→ Tasks to complete
1. Answer these questions from the passage on Frederick Douglass, one per line:
(a) In what year did Douglass begin lecturing for the American Anti-Slavery Society?
(b) Where did he go in August 1845?
(c) What was the name of the abolitionist paper he launched in Rochester?
2. Write the next part of the passage on Frederick Douglass, picking up after its final sentence.

→ Extract provided
---

Though born into slavery in 1818, by 1860 Frederick Douglass had become a celebrated orator, editor, and abolitionist. He ensured his fame in 1845 with publication of the Narrative of the Life of Frederick Douglass. In it, he described his experiences of slavery in Maryland, his defiance against his masters, and his eventual escape to New York in September 1838 with the help of Anna Murray, a free black servant.

Frederick and Anna married in New York and then moved to New Bedford, Massachusetts, and changed their last name to Douglass to avoid capture. But in 1841 Frederick began lecturing for the American Anti-Slavery Society, offering stirring accounts of his enslavement and escape. By publishing his Narrative four years later, Douglass made his capture even more likely, so in August 1845 he left for England, where wildly enthusiastic audiences attended his lectures and supporters raised funds to purchase his freedom. Douglass returned to Massachusetts in 1847, a truly free man.

A year later, Frederick moved to Rochester, New York, with Anna and their five children to launch his abolitionist paper, the North Star. Over the next decade, he became the most famous black abolitionist in the United States and an outspoken advocate of women’s rights. He also broke with the Garrisonian branch of abolitionists by joining the Liberty Party and later the Free-Soil and Republican parties. He was thus well placed when war erupted in April 1861 to lobby President Lincoln to make emancipation a war aim and enlist African Americans in the Union army.

---

→ Source excerpt
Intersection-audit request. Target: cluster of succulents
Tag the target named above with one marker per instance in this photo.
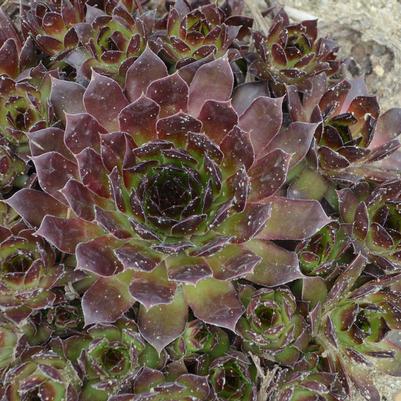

---

→ Responses to the tasks
1.
(a) 1841
(b) England
(c) the North Star

2.
Douglass embraced electoral politics and the use of military force to end slavery. His greatest fear was that Lincoln was more committed to reconstituting the Union than to abolishing slavery. But after the president issued the Emancipation Proclamation in January 1863, Douglass spoke enthusiastically on its behalf. At the same time, he continued to believe that military service was essential for black men to demonstrate their patriotism. His stirring editorial “Men of Color, to Arms” was turned into a recruiting poster, and he urged his own sons to join the Massachusetts Fifty-fourth Colored Infantry, one of the first African American regiments. But Douglass also protested discrimination against black troops and lobbied for federal protections of black civil rights.

Like Douglass, Rose O’Neal was born on a Maryland plantation, but she was white and free. Her father was likely John O’Neal, a planter who was slain by a slave in 1817, when Rose was four years old. In early adolescence, she moved to Washington, D.C., with her older sister. They lived with an aunt who ran a fashionable boardinghouse near Capitol Hill. The boarders included John C. Calhoun, whose states’ rights views Rose eagerly embraced. Intrigued by the lively political debates that marked the Jacksonian era, she was also schooled in the social graces. Charming and beautiful, Rose was welcomed into elite social circles, including invitations from Dolley Madison. In 1835 she married Robert Greenhow, a cultivated Virginian who worked for the State Department.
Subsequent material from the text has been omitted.